Please revise all of the rows below, changing "object localization system" to "object detection system" everywhere and keeping everything else the same. Omit the pictures.

- Data:
┄┄┄┄┄┄
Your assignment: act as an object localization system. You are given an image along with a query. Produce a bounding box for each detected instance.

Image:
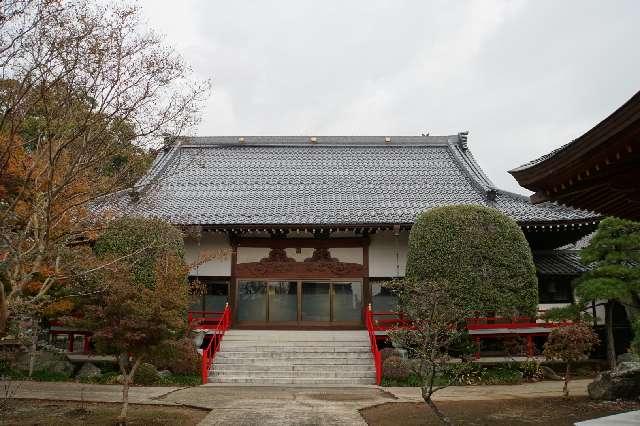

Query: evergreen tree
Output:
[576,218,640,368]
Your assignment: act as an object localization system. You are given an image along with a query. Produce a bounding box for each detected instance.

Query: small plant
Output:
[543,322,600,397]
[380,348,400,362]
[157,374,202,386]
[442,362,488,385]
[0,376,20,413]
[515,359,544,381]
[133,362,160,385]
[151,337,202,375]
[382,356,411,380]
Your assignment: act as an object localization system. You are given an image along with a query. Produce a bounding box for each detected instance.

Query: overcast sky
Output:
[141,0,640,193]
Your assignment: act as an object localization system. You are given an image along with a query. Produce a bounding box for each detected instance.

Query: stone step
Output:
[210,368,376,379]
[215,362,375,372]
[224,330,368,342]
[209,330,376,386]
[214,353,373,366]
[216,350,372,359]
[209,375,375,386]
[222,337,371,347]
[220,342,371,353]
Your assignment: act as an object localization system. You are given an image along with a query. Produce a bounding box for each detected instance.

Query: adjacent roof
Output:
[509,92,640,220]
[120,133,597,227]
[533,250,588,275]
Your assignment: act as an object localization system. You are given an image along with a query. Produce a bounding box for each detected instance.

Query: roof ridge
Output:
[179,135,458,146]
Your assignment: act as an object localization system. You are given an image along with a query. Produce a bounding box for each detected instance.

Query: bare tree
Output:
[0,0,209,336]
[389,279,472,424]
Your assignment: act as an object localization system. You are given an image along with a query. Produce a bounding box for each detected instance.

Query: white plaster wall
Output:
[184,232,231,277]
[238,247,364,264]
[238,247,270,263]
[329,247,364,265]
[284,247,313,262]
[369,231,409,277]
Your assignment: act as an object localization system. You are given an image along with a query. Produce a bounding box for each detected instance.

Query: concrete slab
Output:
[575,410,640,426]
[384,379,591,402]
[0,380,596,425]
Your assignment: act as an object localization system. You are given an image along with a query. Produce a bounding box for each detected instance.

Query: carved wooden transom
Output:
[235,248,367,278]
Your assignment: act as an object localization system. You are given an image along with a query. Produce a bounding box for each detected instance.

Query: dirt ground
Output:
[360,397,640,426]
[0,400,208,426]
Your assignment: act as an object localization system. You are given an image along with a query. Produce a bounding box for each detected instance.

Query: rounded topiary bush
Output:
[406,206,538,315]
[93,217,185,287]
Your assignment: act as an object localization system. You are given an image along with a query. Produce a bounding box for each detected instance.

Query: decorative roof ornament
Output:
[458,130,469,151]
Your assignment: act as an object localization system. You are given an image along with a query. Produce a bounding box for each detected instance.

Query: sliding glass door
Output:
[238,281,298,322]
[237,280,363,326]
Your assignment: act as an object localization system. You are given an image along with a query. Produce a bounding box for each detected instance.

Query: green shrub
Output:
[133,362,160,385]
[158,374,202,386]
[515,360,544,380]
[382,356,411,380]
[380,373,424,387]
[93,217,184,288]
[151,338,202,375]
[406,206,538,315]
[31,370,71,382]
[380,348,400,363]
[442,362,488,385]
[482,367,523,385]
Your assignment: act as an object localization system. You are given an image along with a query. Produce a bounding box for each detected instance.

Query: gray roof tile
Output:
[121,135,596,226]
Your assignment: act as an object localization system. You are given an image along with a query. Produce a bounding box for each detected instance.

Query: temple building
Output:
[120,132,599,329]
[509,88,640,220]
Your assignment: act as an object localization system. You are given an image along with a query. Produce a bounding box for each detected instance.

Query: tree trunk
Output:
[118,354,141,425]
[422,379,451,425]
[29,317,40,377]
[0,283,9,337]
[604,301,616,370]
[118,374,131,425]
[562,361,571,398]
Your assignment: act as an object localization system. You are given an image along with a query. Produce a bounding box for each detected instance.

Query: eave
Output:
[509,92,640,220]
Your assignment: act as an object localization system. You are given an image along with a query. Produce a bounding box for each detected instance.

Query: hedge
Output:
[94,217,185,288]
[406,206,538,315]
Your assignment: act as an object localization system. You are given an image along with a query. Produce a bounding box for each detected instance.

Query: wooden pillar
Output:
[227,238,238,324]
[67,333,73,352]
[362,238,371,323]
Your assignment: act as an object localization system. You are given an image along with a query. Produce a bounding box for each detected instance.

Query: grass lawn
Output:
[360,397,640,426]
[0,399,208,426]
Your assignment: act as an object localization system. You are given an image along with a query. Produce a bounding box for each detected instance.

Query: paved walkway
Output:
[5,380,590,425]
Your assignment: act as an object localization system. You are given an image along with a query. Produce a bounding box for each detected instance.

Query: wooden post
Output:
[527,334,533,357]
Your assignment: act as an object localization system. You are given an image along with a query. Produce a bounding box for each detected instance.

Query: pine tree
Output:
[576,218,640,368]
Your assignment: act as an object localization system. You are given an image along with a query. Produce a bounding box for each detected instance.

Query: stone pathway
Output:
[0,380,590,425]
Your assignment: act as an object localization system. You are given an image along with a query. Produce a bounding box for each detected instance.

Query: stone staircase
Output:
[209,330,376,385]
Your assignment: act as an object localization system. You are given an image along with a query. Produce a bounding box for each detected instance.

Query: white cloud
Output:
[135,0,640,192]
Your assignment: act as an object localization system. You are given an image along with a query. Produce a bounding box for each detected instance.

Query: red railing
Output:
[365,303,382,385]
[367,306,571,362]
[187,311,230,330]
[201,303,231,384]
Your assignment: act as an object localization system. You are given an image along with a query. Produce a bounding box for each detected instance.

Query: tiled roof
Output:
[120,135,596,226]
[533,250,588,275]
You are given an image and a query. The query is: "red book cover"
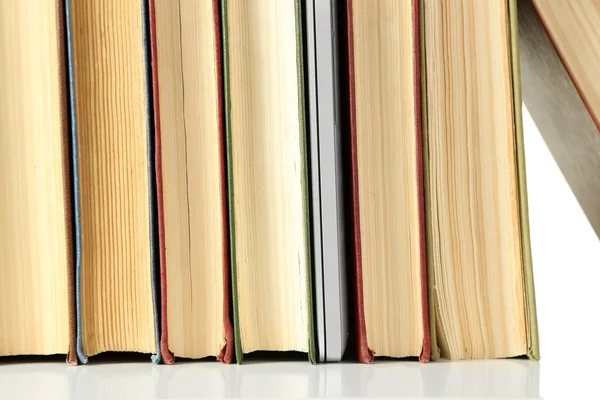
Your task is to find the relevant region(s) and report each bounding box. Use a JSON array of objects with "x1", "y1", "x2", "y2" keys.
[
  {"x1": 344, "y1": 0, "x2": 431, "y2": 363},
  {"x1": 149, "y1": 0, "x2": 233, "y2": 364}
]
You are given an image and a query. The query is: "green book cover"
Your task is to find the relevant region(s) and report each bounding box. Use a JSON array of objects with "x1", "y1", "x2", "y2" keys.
┄┄┄┄┄┄
- Solution to the exercise:
Your assignment: act as an object detection system. You are given an image along with a query. Produce a bounding box for each detected instance.

Image:

Query: evergreen tree
Output:
[576,218,640,368]
Your assignment: act as an object detection system. You are given an image along with a query. Produce a bounding box for each detected instance.

Query: small plant
Output:
[543,322,600,397]
[380,348,400,362]
[157,374,202,386]
[442,362,488,385]
[0,376,20,413]
[515,359,544,381]
[133,362,160,385]
[151,337,202,375]
[382,356,411,380]
Your assignment: act as an object detection system. You are given an image along with a query. Produce a bounding box for each detected instance.

Query: overcast sky
Output:
[141,0,640,193]
Your assignment: act as an object detection system. You are given an image along with a query. Produce a bounding box for each detected instance.

Query: stone step
Output:
[210,368,376,379]
[215,362,375,372]
[224,330,368,342]
[209,330,376,386]
[214,353,373,366]
[216,350,372,359]
[209,375,375,386]
[222,337,371,347]
[220,342,371,353]
Your assignment: act as an object detection system. You are given an image along with a query. Produce a bounding box for each detected instance.

Query: adjacent roof
Output:
[509,92,640,220]
[120,133,597,227]
[533,250,588,275]
Your assignment: act as an object detection system. You are given an image along with a query. Produce a bounding box for each detected instance.

Query: roof ridge
Output:
[179,135,458,146]
Your assignment: act as an object detection system. You are given an image along with a query. Produce a bounding box for each detected instance.

Query: bare tree
Output:
[0,0,209,336]
[389,279,472,424]
Your assignment: act as an object detection system. You are given an image along with a query. Produce a bounding box for each detected instance.

Query: white plaster wall
Output:
[184,232,231,277]
[238,247,364,264]
[238,247,270,263]
[329,247,364,265]
[284,247,313,262]
[369,231,409,277]
Your assignment: act as an object detection system. You are given an image along with a query. Produce a bounding box for each detected instance.

Query: concrete slab
Output:
[575,410,640,426]
[384,379,591,402]
[0,380,596,425]
Your assignment: act as an object detection system. You are given an image along with a query. Produce a bounding box for each detected instance.

Query: carved wooden transom
Output:
[235,248,367,278]
Your assignment: act as an object detection system. You are given an image along with a query. Produce a bounding box for each detected instance.

Query: dirt ground
Output:
[360,397,640,426]
[0,400,208,426]
Your assignment: act as an object detection system. You are given an image along with a query. Produce a bounding box for each detected instance.

Query: rounded topiary bush
Output:
[406,206,538,315]
[93,217,185,287]
Your assignment: act as an object detection system. You are given an image along with a query. Produce a bounding box for each detected instance.

Query: decorative roof ornament
Output:
[458,130,469,151]
Your assignment: act as an object detection system. You are given an image along with a query. Produce a bounding box for each detected instance.

Query: sliding glass door
Output:
[238,281,298,322]
[237,280,363,326]
Your assignment: act as an object detection system. You are given an image along with a query. Produce a bounding box for each detected instance.

Query: green shrub
Output:
[133,362,160,385]
[158,374,202,386]
[515,360,544,380]
[382,356,411,380]
[380,373,424,387]
[93,217,184,288]
[151,338,202,375]
[406,206,538,315]
[31,370,71,382]
[380,348,400,363]
[442,362,488,385]
[482,367,523,385]
Your assignment: act as an object detection system. You are given an image along with a query. Produce a bounding box for each detected instance.

Query: gray roof tile
Output:
[121,135,596,226]
Your assignment: act as an object detection system. You are given an image along with a query. Produce a bounding box for each detected instance.

Query: temple building
Output:
[120,132,599,329]
[509,88,640,220]
Your assignment: act as an object detection system. You are given an image along with a query. Produce a bounding box for each detected instance.

Query: tree trunk
Output:
[118,354,141,425]
[422,379,451,425]
[29,317,40,377]
[0,283,9,337]
[604,301,616,370]
[118,374,131,425]
[562,361,571,398]
Your assignment: act as an object detection system. You are given an image along with a query. Produce a bounding box for each detected instance.

Query: eave
Output:
[509,92,640,220]
Your assignment: act as an object detection system. You are given an image along with a query. Produce a bounding box for each detected instance.

Query: hedge
Output:
[94,217,185,288]
[406,206,538,315]
Your assignment: act as an object detection system. You are given an image along with a query. Produce a bounding box for each detected instance.

Query: wooden pillar
Output:
[227,238,238,324]
[67,333,73,352]
[362,238,371,323]
Your assignment: act as an object detection system. You are given an image along with a query. Produce a bounding box for each detected instance.

Query: grass lawn
Output:
[360,397,640,426]
[0,399,208,426]
Your assignment: act as an object detection system. You are given an image along with a query. Produce a bounding box for each detected instance.

Query: paved walkway
Output:
[5,380,590,425]
Your assignment: act as an object detection system. You are given an image along with a query. Produce a bounding box for each detected instance.

Query: wooden post
Output:
[527,334,533,357]
Your assignment: act as an object detection system. You are given an image along with a query. Produce a bounding box for each detected instance.

Query: pine tree
Output:
[576,218,640,368]
Your assignment: act as an object detection system. You are given an image along with a query. Produce a bounding box for each detected instance.

Query: stone pathway
Output:
[0,380,590,425]
Your assignment: act as an object detection system. You are given an image along with a query. Produce a bounding box for each detected instance.

Query: stone staircase
Output:
[209,330,376,385]
Your assignment: act as an object detection system. You are given an image along with a query. Produce a bounding box for each detected instance.

Query: white cloud
Output:
[135,0,640,192]
Your assignment: act as an object detection system. You are given an image along with a query. Produce a bounding box for each detected instance.

Query: red railing
Output:
[365,303,382,385]
[367,306,571,362]
[187,311,230,330]
[201,303,231,384]
Your assignment: act as an object detection system. You are given an image along with a query. Produce a bounding box for each detected instance.

Query: tiled roof
Output:
[120,135,596,226]
[533,250,588,275]
You are given an image and a query. The query is: "red book cover"
Your task is to find the relevant region(s) and report each bounding box. Use a JSON array of objects with "x1", "y1", "x2", "y2" keys.
[
  {"x1": 344, "y1": 0, "x2": 431, "y2": 363},
  {"x1": 149, "y1": 0, "x2": 233, "y2": 364}
]
You are given an image and a query. The query is: "green book cover"
Your task is to find the relevant region(s) and report each bounding box. Use a JSON array of objects with "x1", "y1", "x2", "y2" keys.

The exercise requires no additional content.